▸ Work task 1
In the article on the Bay Area's design of the decade, who created the 11,000-LED light installation that crowns the Salesforce Tower?
▸ Work task 2
Reproduce, character for character, the part of the article on the Bay Area's design of the decade that opens with the words containing "With tech really" and closes with "NIMBYs be damned.".

Ten years is a fair length of time to witness a landscape evolve, and here in the Bay Area, land of innovation and limited space, that transformation comes with no small amount of friction. Growing pains, citified.
With tech really coming into its own over the last decade, we’ve seen the industry forge a new Dickensian existence for the region: The decade has been the best and worst of times. A company’s horizon-defining skyscraper ascend into the stratosphere over San Francisco, and residential high-rises sprout up to solve the need for more (luxury) housing amid maxed-out urban density. We’ve observed artists fleeing the city limits unable to afford the lavish cost of living, at the same time the arts have been strongly advocated for with edgy new structures. Down in the Silicon Valley, tech campuses have become more extravagant in direct proportion to their steady slip from Bay Area reality, the heaviest constant of which is the homeless epidemic. Good thing there’s been a game-changing solution for that, too, NIMBYs be damned.
Without further ado, may we present the Bay Area’s design of a decade.
“The tower is not beautiful but it is impossible to ignore,” claimed The New York Times of the Salesforce Tower. While its hopelessly vertical silhouette has been likened to a phallus, in more polite company, it’s referred to as a modern obelisk—a 1,070-foot-high, 61-story, $1.1B territory marker for the powerful tech industry. The Tower blatantly broke the beloved Transamerica Pyramid’s half-century-old height record in the SF skyline by more than 200 feet, lest a quibble erupt over a more subtle and gracious size delta. And rather than quietly presiding over the city during the dark of night or thickness of fog, the building’s crowning 11,000-LED light installation by Jim Campbell has become a distracting beacon—we’re certain that trying to make out its high-altitude visuals while operating a vehicle is not too far removed from texting while driving.

▸ Information shown

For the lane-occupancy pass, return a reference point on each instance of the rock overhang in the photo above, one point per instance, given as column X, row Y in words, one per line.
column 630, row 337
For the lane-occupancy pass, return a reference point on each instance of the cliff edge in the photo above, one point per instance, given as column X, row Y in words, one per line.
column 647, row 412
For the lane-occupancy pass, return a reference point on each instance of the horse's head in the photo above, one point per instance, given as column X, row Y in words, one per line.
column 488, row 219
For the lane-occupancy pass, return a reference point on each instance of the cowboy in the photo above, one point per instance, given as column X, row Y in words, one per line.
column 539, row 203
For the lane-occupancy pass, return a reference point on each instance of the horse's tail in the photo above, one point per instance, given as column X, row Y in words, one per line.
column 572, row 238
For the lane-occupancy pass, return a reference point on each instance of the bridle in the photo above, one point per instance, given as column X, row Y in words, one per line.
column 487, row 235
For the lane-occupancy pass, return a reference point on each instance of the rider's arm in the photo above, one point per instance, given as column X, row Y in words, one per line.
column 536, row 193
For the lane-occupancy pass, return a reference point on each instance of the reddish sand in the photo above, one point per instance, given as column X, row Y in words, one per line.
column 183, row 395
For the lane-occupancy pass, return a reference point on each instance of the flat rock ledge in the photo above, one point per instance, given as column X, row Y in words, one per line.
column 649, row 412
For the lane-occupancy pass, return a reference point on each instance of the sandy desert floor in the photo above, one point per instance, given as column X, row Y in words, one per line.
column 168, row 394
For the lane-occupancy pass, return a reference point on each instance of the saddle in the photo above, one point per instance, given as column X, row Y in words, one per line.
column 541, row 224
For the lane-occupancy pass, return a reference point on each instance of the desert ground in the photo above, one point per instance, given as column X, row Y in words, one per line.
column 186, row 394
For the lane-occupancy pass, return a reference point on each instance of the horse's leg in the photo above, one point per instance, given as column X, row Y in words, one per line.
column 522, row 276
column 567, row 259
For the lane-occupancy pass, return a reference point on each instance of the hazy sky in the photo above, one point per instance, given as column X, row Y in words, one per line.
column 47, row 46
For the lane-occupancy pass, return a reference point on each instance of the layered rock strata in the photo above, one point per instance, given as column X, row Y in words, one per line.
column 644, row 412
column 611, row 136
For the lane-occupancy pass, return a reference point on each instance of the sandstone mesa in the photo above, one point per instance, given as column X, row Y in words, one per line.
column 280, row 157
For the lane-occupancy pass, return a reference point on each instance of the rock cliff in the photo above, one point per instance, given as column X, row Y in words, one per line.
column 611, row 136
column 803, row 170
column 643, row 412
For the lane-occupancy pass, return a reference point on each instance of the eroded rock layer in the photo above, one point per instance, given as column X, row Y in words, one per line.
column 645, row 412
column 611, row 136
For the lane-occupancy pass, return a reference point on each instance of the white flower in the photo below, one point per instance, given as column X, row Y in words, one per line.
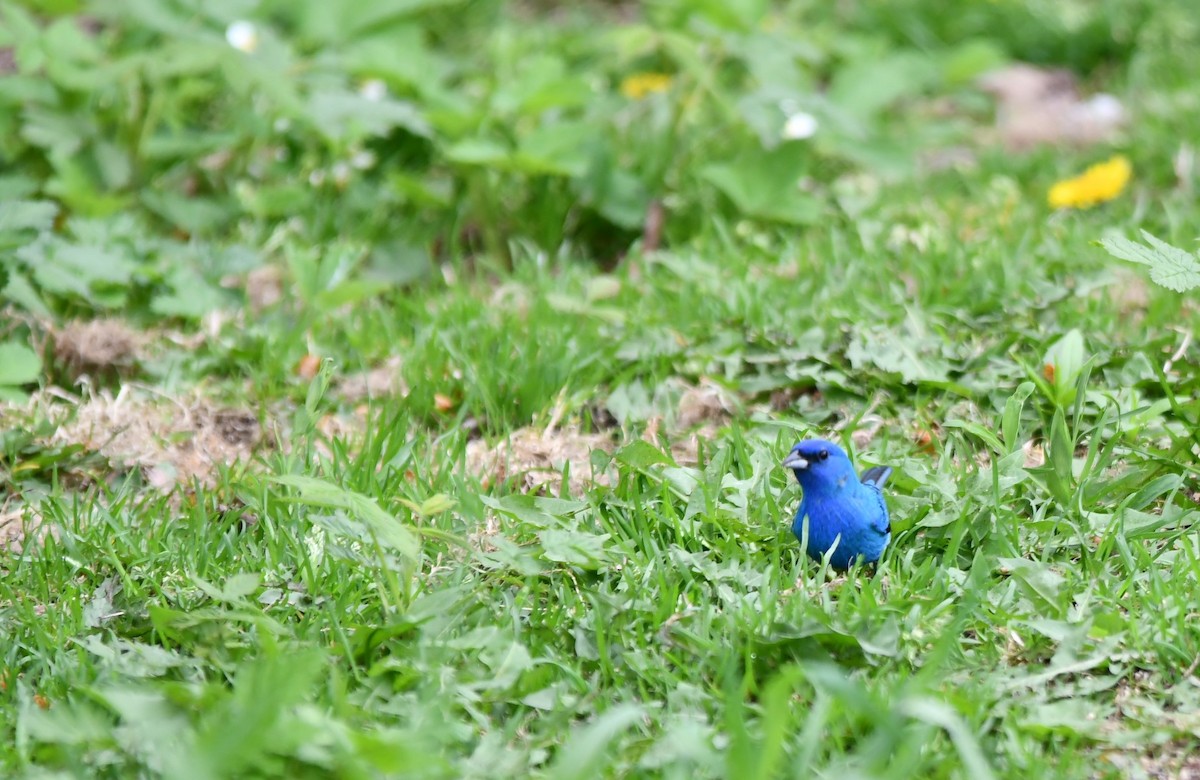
column 799, row 126
column 373, row 90
column 243, row 36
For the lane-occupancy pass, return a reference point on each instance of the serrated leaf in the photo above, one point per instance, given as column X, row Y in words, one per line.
column 1169, row 265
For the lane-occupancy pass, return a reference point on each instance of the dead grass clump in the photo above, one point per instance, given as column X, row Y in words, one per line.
column 171, row 441
column 97, row 347
column 537, row 460
column 1038, row 106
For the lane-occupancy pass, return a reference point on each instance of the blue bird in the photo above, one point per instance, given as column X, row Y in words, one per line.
column 840, row 507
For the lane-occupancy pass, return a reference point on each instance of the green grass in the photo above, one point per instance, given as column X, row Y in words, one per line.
column 370, row 606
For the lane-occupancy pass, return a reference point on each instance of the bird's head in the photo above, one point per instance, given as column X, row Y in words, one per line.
column 820, row 465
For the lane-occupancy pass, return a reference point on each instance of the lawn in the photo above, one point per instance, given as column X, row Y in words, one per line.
column 399, row 389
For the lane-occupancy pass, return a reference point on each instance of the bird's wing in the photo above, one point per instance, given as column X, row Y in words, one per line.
column 876, row 475
column 871, row 496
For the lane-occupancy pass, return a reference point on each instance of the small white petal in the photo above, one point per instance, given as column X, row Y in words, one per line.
column 373, row 89
column 799, row 126
column 243, row 36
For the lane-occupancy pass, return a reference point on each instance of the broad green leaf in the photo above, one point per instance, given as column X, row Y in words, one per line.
column 1062, row 365
column 387, row 528
column 1169, row 265
column 18, row 364
column 642, row 455
column 574, row 547
column 767, row 184
column 27, row 215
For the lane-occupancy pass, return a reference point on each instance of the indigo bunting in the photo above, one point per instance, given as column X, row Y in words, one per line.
column 841, row 507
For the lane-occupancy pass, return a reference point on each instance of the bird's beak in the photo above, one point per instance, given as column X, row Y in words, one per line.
column 795, row 461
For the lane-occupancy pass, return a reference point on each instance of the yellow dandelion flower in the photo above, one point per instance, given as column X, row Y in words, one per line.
column 1099, row 184
column 639, row 85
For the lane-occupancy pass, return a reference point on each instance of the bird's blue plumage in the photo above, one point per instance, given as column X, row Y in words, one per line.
column 840, row 505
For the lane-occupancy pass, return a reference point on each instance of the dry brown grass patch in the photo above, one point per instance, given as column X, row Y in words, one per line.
column 538, row 457
column 99, row 346
column 173, row 441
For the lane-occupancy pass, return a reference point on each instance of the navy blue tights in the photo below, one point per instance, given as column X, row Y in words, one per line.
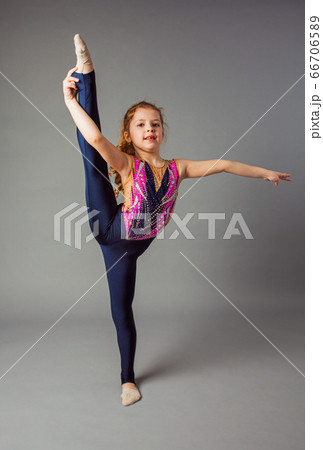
column 120, row 255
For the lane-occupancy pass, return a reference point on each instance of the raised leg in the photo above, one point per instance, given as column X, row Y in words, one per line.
column 98, row 189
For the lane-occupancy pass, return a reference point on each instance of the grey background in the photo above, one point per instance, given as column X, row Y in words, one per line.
column 208, row 378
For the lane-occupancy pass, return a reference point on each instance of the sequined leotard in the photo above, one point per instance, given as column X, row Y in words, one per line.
column 106, row 220
column 148, row 207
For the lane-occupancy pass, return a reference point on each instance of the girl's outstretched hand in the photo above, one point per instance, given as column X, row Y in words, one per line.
column 69, row 86
column 272, row 175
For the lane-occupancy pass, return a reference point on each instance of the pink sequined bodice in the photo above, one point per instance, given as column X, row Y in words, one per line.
column 150, row 210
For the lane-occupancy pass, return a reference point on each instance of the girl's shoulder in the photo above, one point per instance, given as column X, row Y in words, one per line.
column 180, row 166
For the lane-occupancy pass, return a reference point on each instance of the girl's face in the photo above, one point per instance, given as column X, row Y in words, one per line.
column 145, row 130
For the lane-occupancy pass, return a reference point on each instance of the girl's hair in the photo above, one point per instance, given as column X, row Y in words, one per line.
column 124, row 146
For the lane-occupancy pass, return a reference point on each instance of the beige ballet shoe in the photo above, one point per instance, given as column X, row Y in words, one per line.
column 130, row 395
column 82, row 53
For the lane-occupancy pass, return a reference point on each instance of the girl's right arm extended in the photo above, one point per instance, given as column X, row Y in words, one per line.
column 91, row 133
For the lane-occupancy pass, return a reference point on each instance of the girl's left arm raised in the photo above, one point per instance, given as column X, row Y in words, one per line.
column 197, row 169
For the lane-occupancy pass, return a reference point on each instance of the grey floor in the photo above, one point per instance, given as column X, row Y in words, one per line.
column 208, row 379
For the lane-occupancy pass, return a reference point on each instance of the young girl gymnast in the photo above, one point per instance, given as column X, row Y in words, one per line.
column 150, row 186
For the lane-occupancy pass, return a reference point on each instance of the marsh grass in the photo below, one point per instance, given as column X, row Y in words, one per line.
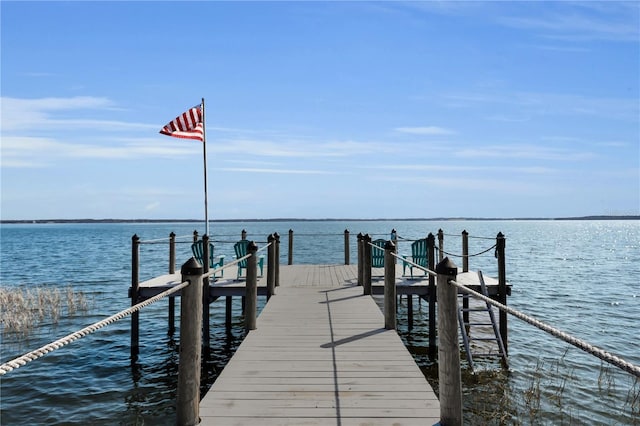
column 22, row 309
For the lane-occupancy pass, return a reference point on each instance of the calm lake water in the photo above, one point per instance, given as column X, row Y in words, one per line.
column 580, row 276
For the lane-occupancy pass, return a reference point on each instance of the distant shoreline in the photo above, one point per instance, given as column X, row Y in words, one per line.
column 44, row 221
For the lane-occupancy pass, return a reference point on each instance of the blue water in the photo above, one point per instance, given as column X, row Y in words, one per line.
column 580, row 276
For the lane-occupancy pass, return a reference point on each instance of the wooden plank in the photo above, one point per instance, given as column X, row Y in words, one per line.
column 320, row 355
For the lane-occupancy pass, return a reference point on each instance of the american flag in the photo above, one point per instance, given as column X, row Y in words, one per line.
column 187, row 125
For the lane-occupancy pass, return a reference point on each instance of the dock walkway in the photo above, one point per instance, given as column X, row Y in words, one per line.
column 320, row 356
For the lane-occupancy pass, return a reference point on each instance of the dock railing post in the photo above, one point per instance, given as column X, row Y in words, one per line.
column 135, row 281
column 277, row 259
column 172, row 270
column 360, row 259
column 449, row 376
column 188, row 395
column 366, row 265
column 431, row 254
column 205, row 294
column 271, row 266
column 290, row 247
column 465, row 268
column 389, row 286
column 394, row 240
column 346, row 246
column 501, row 243
column 251, row 289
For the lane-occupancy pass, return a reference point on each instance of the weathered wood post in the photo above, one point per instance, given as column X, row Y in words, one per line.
column 389, row 286
column 366, row 265
column 188, row 404
column 290, row 247
column 172, row 270
column 228, row 306
column 206, row 330
column 346, row 246
column 465, row 268
column 360, row 259
column 449, row 377
column 277, row 270
column 271, row 266
column 135, row 317
column 465, row 251
column 501, row 243
column 251, row 289
column 394, row 239
column 431, row 259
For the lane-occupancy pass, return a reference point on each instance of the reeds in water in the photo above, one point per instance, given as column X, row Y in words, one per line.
column 23, row 308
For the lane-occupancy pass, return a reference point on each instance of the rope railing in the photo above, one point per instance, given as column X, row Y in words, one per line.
column 469, row 255
column 165, row 239
column 232, row 263
column 42, row 351
column 415, row 265
column 581, row 344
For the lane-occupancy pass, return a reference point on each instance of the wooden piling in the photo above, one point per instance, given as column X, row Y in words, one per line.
column 251, row 301
column 277, row 259
column 346, row 246
column 389, row 286
column 366, row 265
column 135, row 281
column 188, row 396
column 360, row 259
column 172, row 270
column 465, row 268
column 502, row 288
column 410, row 311
column 271, row 268
column 206, row 329
column 290, row 247
column 227, row 312
column 449, row 376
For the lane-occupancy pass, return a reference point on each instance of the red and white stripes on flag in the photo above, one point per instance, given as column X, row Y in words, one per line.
column 188, row 125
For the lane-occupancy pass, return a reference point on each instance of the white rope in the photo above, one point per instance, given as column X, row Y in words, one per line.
column 581, row 344
column 33, row 355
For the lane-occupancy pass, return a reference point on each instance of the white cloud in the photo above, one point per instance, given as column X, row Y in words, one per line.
column 275, row 171
column 429, row 130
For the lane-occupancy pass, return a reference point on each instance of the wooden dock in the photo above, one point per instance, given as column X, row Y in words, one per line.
column 320, row 355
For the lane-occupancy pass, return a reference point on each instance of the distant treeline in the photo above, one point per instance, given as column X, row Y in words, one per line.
column 602, row 217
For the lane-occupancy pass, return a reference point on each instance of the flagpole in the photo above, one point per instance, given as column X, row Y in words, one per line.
column 204, row 152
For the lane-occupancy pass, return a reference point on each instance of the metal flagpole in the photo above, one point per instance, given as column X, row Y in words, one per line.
column 204, row 152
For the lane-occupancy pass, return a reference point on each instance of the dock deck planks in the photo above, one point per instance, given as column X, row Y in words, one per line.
column 320, row 355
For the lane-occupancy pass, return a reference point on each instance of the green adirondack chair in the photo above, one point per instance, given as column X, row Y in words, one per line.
column 241, row 251
column 198, row 250
column 377, row 256
column 419, row 250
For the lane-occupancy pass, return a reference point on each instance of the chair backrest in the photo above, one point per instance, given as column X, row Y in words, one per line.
column 419, row 251
column 241, row 251
column 377, row 256
column 198, row 248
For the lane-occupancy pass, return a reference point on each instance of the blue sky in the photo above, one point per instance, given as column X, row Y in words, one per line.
column 321, row 109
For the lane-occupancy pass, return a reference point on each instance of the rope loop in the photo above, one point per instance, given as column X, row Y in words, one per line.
column 40, row 352
column 580, row 344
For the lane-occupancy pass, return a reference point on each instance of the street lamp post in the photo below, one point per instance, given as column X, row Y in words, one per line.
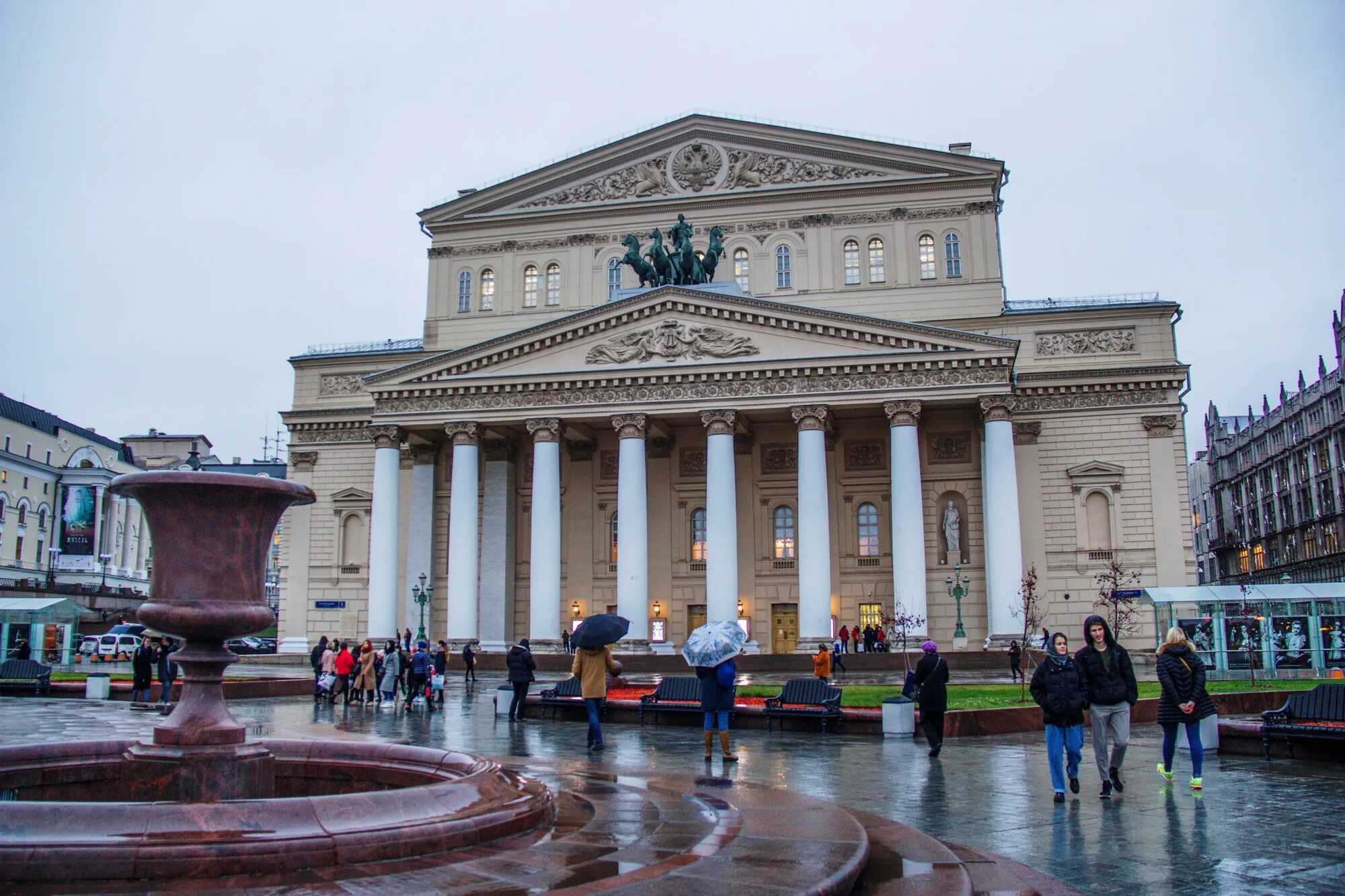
column 422, row 594
column 958, row 588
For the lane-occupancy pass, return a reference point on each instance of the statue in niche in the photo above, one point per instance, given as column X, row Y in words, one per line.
column 952, row 529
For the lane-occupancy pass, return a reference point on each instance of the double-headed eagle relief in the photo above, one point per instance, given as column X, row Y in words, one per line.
column 681, row 264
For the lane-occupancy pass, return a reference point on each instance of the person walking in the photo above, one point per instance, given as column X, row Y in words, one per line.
column 719, row 685
column 143, row 670
column 931, row 684
column 1182, row 701
column 521, row 665
column 1113, row 690
column 1061, row 689
column 591, row 666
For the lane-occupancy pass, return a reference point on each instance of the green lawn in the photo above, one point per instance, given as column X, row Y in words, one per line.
column 999, row 696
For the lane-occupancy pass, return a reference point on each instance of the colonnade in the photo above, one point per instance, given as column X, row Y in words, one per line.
column 1003, row 537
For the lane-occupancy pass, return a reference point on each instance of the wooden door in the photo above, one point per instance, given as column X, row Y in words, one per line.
column 785, row 627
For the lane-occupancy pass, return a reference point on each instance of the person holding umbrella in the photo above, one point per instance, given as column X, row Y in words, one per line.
column 592, row 658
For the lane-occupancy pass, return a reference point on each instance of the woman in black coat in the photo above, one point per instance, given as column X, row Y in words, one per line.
column 931, row 684
column 1182, row 676
column 1062, row 690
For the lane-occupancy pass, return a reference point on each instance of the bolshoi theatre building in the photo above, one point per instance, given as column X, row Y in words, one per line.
column 734, row 370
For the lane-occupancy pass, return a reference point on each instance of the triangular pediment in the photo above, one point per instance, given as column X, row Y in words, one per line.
column 704, row 155
column 675, row 330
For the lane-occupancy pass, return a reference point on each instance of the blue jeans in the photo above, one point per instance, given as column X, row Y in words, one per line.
column 1198, row 749
column 594, row 705
column 711, row 716
column 1071, row 741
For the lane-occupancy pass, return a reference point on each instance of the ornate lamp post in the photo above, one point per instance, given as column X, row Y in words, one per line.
column 422, row 594
column 958, row 588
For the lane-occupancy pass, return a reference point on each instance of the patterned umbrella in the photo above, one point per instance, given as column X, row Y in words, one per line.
column 714, row 642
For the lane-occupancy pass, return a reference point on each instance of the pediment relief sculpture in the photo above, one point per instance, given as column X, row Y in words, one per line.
column 672, row 341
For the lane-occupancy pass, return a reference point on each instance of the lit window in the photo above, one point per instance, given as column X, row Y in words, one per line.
column 783, row 518
column 699, row 533
column 927, row 270
column 868, row 518
column 531, row 287
column 952, row 255
column 553, row 284
column 852, row 263
column 742, row 270
column 465, row 292
column 488, row 290
column 878, row 270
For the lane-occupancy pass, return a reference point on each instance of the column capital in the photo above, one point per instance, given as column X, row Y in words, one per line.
column 385, row 435
column 544, row 428
column 812, row 416
column 630, row 425
column 903, row 413
column 463, row 432
column 720, row 423
column 997, row 408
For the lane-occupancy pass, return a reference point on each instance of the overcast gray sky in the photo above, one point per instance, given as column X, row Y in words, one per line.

▸ Exercise result 1
Jim Campbell

▸ Exercise result 2
With tech really coming into its own over the last decade, we’ve seen the industry forge a new Dickensian existence for the region: The decade has been the best and worst of times. A company’s horizon-defining skyscraper ascend into the stratosphere over San Francisco, and residential high-rises sprout up to solve the need for more (luxury) housing amid maxed-out urban density. We’ve observed artists fleeing the city limits unable to afford the lavish cost of living, at the same time the arts have been strongly advocated for with edgy new structures. Down in the Silicon Valley, tech campuses have become more extravagant in direct proportion to their steady slip from Bay Area reality, the heaviest constant of which is the homeless epidemic. Good thing there’s been a game-changing solution for that, too, NIMBYs be damned.